◆ Exercise: Make a numbered list of everything below from the line containing "Locate the side mirror" down to the line containing "column 263, row 475", with both of those lines included and any blank lines dropped.

Photo object pointing items
****
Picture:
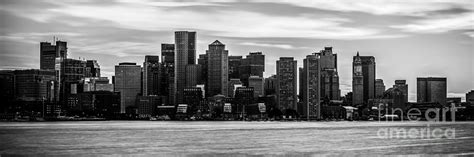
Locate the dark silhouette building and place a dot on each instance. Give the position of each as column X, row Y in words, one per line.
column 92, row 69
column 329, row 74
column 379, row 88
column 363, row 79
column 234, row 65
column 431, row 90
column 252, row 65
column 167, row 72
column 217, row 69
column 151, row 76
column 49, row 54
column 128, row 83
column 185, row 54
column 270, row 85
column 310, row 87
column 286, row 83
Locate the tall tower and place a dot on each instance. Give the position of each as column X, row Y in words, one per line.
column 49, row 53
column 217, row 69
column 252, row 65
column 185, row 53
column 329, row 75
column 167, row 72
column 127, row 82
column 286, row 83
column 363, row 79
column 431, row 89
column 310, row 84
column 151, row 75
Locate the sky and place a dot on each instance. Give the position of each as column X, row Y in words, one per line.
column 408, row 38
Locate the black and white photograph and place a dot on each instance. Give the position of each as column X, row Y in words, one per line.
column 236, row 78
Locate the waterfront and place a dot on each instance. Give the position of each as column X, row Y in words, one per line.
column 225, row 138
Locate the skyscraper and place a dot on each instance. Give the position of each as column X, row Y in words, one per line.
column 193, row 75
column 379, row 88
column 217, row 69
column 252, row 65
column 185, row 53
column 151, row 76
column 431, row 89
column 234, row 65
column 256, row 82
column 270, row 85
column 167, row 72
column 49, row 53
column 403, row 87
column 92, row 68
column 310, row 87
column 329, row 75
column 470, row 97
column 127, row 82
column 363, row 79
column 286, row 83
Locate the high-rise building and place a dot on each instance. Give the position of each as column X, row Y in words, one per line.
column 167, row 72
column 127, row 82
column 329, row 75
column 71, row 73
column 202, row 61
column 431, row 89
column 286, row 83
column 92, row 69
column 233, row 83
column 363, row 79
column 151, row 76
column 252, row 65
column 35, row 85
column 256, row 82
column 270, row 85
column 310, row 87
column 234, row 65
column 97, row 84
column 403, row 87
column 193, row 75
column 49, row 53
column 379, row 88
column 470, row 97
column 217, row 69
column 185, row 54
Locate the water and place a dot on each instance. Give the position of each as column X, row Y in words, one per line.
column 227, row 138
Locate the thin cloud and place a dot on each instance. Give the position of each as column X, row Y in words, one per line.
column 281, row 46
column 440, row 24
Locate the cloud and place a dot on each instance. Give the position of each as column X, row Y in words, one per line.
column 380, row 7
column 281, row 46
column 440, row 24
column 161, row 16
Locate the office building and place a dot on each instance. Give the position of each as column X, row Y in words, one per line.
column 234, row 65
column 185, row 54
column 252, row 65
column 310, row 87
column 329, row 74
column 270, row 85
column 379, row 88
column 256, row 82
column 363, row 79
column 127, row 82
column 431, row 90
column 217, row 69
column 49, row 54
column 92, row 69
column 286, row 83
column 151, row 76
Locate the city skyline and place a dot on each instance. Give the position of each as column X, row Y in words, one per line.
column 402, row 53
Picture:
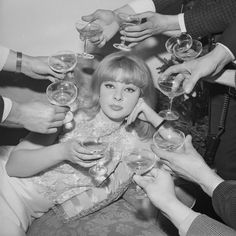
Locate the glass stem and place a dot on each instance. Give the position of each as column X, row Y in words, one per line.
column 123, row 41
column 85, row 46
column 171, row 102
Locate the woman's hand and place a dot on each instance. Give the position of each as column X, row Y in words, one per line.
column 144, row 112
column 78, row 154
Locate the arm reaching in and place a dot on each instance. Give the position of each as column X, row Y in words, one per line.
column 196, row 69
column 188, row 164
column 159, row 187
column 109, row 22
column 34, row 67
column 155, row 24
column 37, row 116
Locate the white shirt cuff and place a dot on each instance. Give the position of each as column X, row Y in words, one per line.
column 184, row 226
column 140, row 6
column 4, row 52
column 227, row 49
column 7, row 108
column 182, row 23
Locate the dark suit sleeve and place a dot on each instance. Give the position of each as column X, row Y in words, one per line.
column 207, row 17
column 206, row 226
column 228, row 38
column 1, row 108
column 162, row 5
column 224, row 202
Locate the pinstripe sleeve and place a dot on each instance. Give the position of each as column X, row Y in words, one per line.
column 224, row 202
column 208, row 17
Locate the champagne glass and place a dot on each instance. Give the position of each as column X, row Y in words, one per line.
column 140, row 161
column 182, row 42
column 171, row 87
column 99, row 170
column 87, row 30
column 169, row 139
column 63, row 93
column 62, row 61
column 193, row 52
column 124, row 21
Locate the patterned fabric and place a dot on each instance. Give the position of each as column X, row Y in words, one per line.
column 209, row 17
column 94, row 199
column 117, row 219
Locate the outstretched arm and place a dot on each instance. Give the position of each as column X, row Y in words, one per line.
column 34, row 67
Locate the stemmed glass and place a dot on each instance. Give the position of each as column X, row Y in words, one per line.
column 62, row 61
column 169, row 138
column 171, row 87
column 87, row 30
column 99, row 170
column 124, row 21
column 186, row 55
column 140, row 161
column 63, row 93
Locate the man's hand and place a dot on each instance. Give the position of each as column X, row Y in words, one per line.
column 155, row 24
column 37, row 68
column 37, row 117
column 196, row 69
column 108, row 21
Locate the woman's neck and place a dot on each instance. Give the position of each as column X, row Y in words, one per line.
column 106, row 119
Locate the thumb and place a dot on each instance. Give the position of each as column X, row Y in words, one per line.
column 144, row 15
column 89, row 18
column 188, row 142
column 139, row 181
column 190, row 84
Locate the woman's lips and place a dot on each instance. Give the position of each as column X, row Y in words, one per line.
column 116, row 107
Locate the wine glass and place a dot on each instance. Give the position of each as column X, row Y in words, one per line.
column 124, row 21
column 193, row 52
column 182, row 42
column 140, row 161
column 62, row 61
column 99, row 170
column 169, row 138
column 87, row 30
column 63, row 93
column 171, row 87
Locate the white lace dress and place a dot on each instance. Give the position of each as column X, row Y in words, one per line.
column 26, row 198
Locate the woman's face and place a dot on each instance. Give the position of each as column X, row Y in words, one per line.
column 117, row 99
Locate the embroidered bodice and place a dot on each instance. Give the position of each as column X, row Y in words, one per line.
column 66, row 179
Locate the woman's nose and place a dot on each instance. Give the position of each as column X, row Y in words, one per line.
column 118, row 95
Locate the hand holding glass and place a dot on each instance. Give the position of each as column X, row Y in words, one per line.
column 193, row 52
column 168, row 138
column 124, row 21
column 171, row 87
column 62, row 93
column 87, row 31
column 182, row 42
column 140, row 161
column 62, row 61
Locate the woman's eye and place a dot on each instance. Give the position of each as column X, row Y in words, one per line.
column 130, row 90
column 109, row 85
****
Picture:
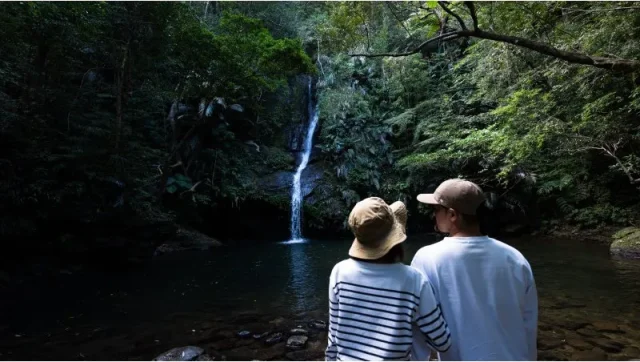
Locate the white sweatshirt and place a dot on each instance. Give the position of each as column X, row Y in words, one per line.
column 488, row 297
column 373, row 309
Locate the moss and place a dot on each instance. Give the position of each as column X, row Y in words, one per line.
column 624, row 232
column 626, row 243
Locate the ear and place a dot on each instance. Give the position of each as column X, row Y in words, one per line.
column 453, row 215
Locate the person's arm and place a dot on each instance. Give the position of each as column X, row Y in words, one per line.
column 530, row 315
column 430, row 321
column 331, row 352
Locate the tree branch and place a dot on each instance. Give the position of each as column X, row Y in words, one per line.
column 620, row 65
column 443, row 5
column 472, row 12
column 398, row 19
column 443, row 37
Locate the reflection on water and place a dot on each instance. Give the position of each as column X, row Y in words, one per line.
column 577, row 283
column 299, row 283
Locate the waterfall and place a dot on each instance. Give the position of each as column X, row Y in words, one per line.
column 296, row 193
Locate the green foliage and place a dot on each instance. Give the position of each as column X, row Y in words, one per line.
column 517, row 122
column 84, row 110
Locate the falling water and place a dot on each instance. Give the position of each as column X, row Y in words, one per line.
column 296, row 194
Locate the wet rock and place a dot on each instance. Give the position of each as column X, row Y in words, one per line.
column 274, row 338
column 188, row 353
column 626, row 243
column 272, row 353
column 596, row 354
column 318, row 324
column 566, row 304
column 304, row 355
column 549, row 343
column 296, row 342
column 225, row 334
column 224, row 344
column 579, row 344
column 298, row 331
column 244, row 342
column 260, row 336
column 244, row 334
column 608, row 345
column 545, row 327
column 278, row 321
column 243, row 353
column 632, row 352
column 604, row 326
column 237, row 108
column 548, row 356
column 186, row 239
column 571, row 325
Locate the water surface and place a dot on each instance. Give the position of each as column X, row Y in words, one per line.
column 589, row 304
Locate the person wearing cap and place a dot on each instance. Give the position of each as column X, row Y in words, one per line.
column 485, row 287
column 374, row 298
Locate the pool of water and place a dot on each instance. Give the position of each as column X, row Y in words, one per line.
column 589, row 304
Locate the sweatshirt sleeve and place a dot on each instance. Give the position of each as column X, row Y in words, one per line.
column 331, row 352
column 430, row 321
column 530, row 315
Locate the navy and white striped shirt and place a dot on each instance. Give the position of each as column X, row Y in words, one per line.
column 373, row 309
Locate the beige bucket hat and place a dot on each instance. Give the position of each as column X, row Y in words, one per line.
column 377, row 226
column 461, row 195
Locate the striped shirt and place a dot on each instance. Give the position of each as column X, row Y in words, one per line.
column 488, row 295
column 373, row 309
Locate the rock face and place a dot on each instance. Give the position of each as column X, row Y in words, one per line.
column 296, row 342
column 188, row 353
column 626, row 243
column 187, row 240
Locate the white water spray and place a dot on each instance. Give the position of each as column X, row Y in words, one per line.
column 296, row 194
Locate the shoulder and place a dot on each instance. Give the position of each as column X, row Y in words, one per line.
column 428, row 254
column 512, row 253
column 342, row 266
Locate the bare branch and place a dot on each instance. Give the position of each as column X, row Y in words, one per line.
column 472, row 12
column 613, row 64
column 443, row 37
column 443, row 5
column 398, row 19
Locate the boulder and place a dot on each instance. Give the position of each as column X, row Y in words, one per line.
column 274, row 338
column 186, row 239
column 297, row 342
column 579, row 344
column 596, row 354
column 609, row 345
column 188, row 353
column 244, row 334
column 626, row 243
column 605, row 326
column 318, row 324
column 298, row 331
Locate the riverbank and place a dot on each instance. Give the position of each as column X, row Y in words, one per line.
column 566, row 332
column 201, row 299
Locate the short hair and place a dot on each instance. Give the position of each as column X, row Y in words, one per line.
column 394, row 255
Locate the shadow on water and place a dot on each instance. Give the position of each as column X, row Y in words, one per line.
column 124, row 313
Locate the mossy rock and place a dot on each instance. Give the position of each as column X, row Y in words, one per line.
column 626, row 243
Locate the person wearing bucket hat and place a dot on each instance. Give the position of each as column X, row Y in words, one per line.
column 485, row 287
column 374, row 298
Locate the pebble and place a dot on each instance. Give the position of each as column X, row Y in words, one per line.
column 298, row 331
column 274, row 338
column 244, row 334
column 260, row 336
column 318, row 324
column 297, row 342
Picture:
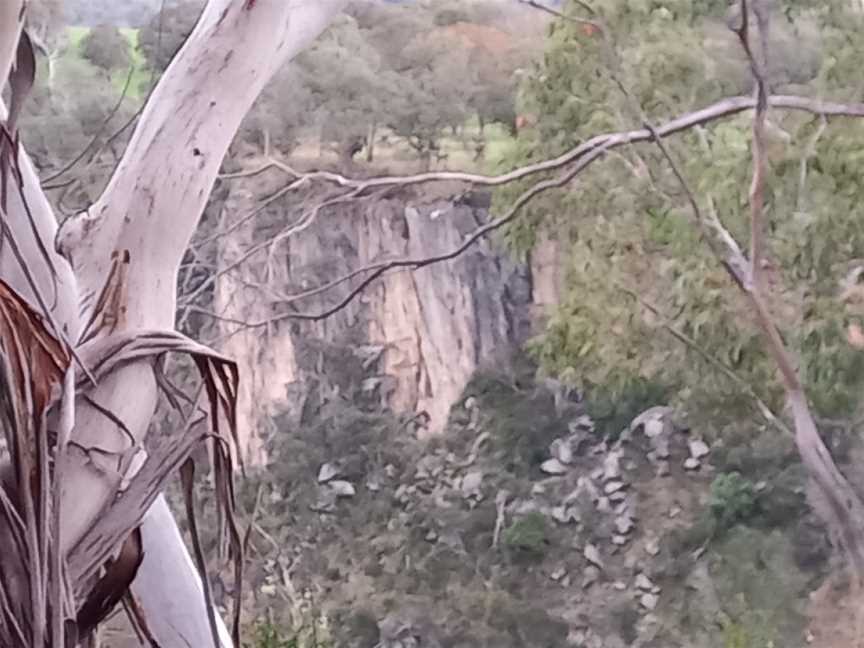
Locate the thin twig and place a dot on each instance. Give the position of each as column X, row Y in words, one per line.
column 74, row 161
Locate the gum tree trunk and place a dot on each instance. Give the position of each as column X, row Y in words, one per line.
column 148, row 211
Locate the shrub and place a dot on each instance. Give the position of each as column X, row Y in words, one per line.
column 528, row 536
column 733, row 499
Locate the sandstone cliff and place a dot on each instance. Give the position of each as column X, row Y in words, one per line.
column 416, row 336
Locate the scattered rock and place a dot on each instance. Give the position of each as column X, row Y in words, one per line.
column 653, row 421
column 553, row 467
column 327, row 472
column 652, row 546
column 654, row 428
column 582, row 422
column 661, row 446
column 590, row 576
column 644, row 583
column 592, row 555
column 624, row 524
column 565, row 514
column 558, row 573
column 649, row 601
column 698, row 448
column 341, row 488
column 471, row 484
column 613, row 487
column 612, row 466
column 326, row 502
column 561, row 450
****
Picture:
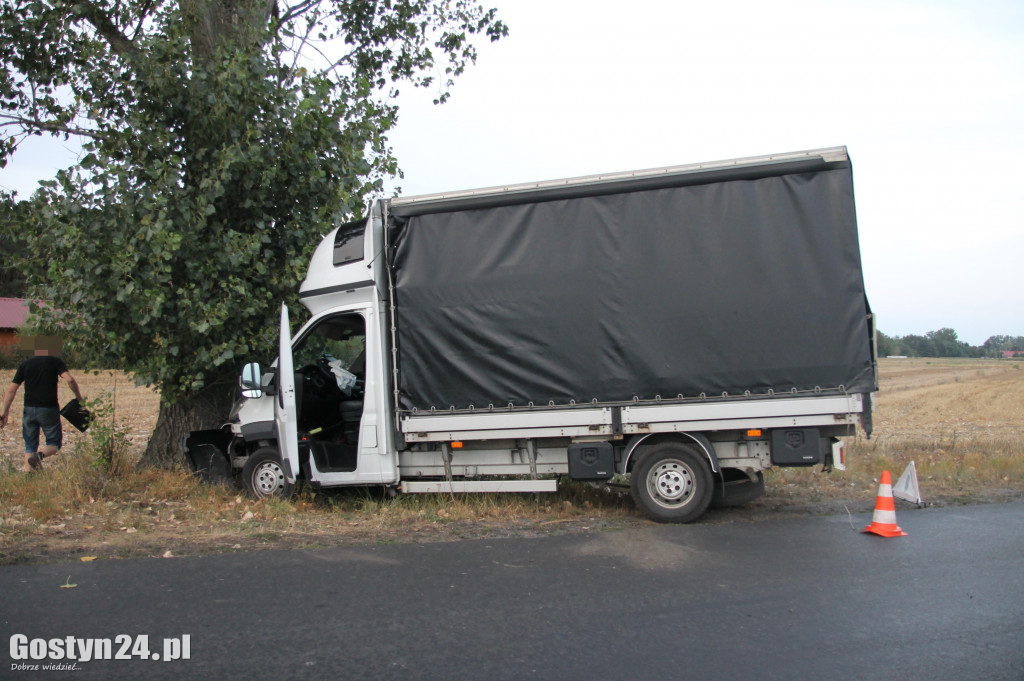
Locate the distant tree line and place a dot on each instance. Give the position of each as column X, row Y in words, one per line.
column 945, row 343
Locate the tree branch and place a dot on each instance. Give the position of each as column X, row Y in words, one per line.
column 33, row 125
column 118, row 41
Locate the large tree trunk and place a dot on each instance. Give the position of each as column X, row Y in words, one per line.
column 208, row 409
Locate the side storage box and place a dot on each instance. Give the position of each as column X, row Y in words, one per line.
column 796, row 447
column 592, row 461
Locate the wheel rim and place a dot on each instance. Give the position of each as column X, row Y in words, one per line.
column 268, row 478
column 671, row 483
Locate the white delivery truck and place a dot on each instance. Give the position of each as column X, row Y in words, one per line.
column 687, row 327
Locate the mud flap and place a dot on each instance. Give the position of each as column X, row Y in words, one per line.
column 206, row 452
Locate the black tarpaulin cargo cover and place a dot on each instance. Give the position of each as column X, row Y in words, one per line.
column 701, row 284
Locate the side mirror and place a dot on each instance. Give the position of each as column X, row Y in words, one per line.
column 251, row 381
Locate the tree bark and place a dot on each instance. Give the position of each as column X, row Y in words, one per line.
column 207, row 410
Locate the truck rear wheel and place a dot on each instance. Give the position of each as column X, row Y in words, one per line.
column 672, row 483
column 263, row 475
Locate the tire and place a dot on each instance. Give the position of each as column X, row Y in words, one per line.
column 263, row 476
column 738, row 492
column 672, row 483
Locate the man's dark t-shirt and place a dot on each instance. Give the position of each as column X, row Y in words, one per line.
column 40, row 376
****
◆ The completed task:
1. Locate the side mirror and place a dot on each instance. Give the position of each as column X, row Y in words, one per line.
2. column 251, row 381
3. Locate the tree bark and place a dot on each instance. Give the position of each as column X, row Y in words, one per line.
4. column 207, row 410
5. Locate the truck rear wheel and place a dot on each instance. Give the position of each as column X, row Y in words, one per line.
6. column 672, row 483
7. column 263, row 475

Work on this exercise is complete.